• **WHAT TO DO**: Please reproduce all the records exactly while leaving out their pictures.

[Dataset entries]
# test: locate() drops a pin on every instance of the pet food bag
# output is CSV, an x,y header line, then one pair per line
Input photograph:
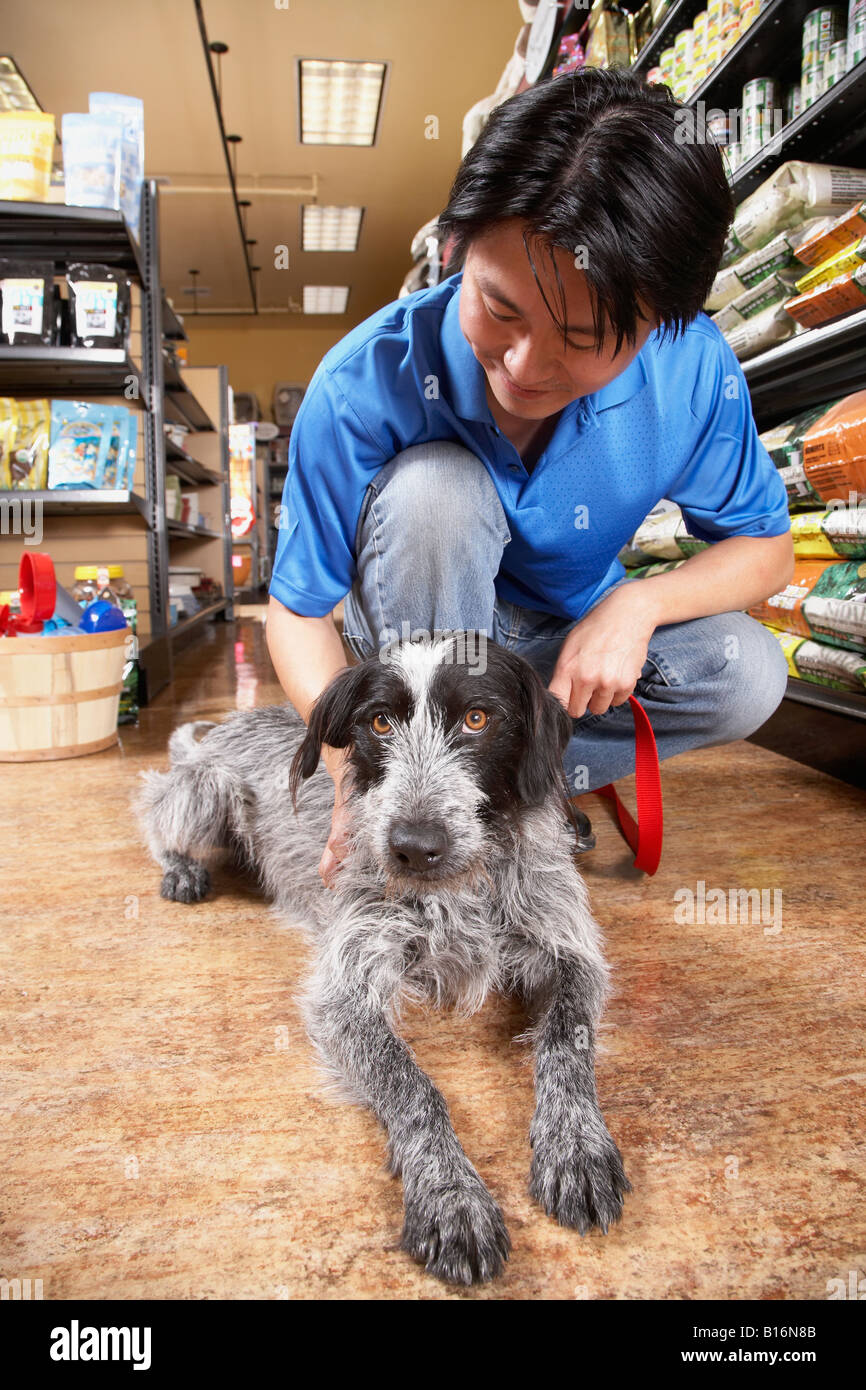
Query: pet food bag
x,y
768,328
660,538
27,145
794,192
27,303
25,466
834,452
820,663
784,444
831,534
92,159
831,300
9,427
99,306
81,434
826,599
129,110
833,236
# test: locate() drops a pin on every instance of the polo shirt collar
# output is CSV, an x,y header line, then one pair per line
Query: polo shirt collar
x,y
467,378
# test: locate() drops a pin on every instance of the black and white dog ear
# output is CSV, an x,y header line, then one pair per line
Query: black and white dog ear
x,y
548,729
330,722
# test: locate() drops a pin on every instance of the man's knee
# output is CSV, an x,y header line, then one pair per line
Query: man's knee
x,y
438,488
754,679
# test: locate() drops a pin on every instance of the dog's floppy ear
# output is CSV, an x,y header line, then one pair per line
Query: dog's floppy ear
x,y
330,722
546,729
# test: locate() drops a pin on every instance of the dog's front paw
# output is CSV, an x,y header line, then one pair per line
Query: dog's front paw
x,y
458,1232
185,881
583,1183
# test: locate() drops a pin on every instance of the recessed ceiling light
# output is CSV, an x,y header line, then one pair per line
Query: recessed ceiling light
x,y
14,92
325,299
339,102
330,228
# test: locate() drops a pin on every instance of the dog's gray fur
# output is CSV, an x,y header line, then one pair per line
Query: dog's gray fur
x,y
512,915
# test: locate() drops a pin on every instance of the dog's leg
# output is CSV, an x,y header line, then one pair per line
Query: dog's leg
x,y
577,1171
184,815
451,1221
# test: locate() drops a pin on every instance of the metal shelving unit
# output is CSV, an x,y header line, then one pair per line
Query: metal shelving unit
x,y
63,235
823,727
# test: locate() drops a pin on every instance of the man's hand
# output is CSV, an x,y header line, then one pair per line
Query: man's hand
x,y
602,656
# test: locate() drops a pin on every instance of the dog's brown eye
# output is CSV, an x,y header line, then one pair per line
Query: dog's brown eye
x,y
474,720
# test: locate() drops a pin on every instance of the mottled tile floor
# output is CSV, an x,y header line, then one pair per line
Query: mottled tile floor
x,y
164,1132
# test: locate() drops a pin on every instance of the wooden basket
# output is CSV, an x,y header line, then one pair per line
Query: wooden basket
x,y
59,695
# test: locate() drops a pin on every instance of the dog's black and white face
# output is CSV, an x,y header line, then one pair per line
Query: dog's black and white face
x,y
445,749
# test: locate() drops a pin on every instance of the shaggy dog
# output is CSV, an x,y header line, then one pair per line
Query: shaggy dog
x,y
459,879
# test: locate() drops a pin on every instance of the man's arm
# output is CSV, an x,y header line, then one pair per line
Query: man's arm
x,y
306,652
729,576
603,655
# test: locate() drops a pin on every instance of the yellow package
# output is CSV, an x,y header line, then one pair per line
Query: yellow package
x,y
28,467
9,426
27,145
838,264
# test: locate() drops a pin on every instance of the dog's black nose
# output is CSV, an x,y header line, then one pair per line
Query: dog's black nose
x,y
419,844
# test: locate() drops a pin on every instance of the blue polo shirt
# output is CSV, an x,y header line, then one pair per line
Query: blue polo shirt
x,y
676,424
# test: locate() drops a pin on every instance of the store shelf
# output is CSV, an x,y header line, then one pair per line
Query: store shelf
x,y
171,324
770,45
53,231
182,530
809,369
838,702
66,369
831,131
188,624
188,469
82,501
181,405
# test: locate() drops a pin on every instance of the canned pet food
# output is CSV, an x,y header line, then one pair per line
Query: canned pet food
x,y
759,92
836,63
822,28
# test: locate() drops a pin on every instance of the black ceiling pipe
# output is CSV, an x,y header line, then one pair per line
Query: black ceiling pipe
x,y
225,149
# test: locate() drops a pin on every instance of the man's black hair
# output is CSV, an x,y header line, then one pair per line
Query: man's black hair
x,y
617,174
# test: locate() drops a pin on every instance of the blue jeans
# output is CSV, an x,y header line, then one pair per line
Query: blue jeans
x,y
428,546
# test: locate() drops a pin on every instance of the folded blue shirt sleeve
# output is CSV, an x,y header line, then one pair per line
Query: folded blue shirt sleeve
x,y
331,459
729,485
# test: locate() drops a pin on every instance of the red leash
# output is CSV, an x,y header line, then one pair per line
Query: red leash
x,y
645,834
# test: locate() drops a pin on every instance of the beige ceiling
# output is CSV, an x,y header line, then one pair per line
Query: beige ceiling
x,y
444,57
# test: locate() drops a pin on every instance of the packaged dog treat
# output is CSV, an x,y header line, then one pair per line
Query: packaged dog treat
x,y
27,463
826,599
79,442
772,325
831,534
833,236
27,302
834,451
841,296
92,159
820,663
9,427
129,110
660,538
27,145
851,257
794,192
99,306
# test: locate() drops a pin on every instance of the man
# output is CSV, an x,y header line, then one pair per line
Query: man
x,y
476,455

• **FINISHED EXERCISE**:
# test: locate() drops a pin on every instance of the pet food bag
# output is CSV, an x,y header line, then one pair per line
Input photograph:
Query: pet food bag
x,y
768,328
660,538
27,145
794,192
27,303
25,466
834,452
820,663
784,444
831,534
92,159
831,300
9,427
99,306
81,434
826,599
129,110
833,236
# test: locate() drops a pin on every instance of the polo shirt collar
# output is CSV, an x,y header line, then one pair per line
Query: polo shirt collar
x,y
467,378
# test: locate() drops a pin on every instance of the black and white dog ear
# output is CSV, an x,y header line, then one pair per line
Query: black and white dog ear
x,y
548,729
330,722
# test: locate() drops a pin on every instance of the man's knee
# output is CSV, an x,y header line, then one pair per line
Query: man's knee
x,y
438,488
754,679
# test: locate() drops a pin on every instance of the dog's floppy ear
# output is CSV, an x,y header line, then one pair per line
Query: dog's floppy ear
x,y
330,722
546,729
# test: locate() drops a pin on every instance of the dog's front paw
# output is CSV, an x,y header line, then one pair per line
Query: dog's front paw
x,y
458,1232
185,881
583,1183
# test: locate() drops a pin on every instance of the recessed ceiling light
# output is CSV, an x,y header line, then one pair per line
Query: recessed ceiling light
x,y
14,92
325,299
339,102
330,228
# test: locate() drops a pin on every instance of the dog's gray fur
# output is CSV, an x,y header line, then one pair per line
Query: dog's gray fur
x,y
512,915
# test: locate() drops a pin on every instance of the dog's leg
# output is CSV, an x,y header line, then one pair per line
Query: dog's leg
x,y
577,1171
184,815
451,1221
# test: locate() drops a pin on every instance of the metal shelving unit
# output is CSV, an x,y header line, then one pair per line
Query: metal shelving unit
x,y
63,235
823,727
# test: locate() drops a pin on every instance of the man's hand
# output is CSV, an x,y header line, then one pair per line
Query: man's hand
x,y
602,656
# test: locate() drops a pin on every instance of the dog's brown eye
# output is CSV, an x,y header line, then one pair per line
Query: dog's brown eye
x,y
474,720
# test: locate() drops a pin on every instance of the mottled tile floor
# output is CSV, an x,y header line, then one pair per line
Query: mottled tile floor
x,y
164,1132
# test: locate() drops a pin on every instance of the wooden basket
# output is CSV, an x,y header line, then one pair per line
Query: wooden basket
x,y
59,695
# test: locate() drops a pin on every instance of the dog's black and white face
# output is CSV, an x,y header line, then one pair per line
Query: dog's black and white face
x,y
445,749
# test: locate() drops a pin on every instance of the shaggy dog
# output is CSV, an x,y header line, then one pair per line
Query: shaggy dog
x,y
459,879
# test: locate() drops a pin on every instance of the man's arm
# output is CSV, an x,y header line, then one pair per line
Query: man's arm
x,y
306,652
729,576
603,655
# test: locate() drops a pin on every instance of the yellow package
# output is CSV, an x,y header line, then one pair per line
Query: yellow package
x,y
28,467
9,426
27,145
838,264
# test: locate() drops a pin on every instance of the dog's black nose
# output is CSV, an x,y header line, then one pair per line
Query: dog's black nose
x,y
419,844
# test: locate() drops a pin on every instance of the blue polo shirt
# output is CSV, an x,y header line, then one pair per line
Query: blue polo shirt
x,y
676,424
# test: locate() drops a pin on every instance of the store shelf
# output is CSV, an x,y header line, then one pair per line
Query: store shelf
x,y
171,324
770,45
53,231
182,530
809,369
838,702
66,369
831,131
188,624
188,469
82,501
181,405
# test: locate() drops a pin on every instance of the canned pet food
# output is CSV, an x,y header line, then one pair per line
Query: canned pet food
x,y
759,92
836,63
822,28
# test: locate() drops a pin on every instance of the black ceiling pipe
# output is CSV, an x,y header line, then one pair per line
Query: black ceiling pipe
x,y
225,149
# test: locate() drops a pin on every instance of the man's black hair
# output is CSV, an x,y header line, then one pair per line
Query: man's black hair
x,y
617,174
# test: locate() drops a pin on every instance of the blue jeans
# output is CSV, an x,y header line, then one pair per line
Query: blue jeans
x,y
428,546
# test: locate() drops a pin on every instance of the folded blue shirt sleeve
# output is CSV, an x,y header line, then one pair per line
Query: folded blue shirt sleeve
x,y
331,459
729,485
# test: locate() drops a pin on every instance of the red leash
# output is CSV, an x,y header line, then one pair per line
Query: red leash
x,y
645,834
# test: locate() drops a pin on every instance of the beige ceiling
# output is CSV, an x,y header line, then one pair per line
Query: beige ceiling
x,y
444,57
# test: locate() drops a pin on every instance of the packaged dog treat
# output is CSV, an x,y header line, then one pair per line
Query: packaged dog treat
x,y
27,463
826,599
79,442
772,325
831,534
833,236
27,302
834,451
841,296
92,159
820,663
9,427
129,110
660,538
27,145
851,257
794,192
99,306
# test: locate() drops a pin on every instance of the man
# output is CSV, an x,y header line, then one pair per line
Query: man
x,y
476,455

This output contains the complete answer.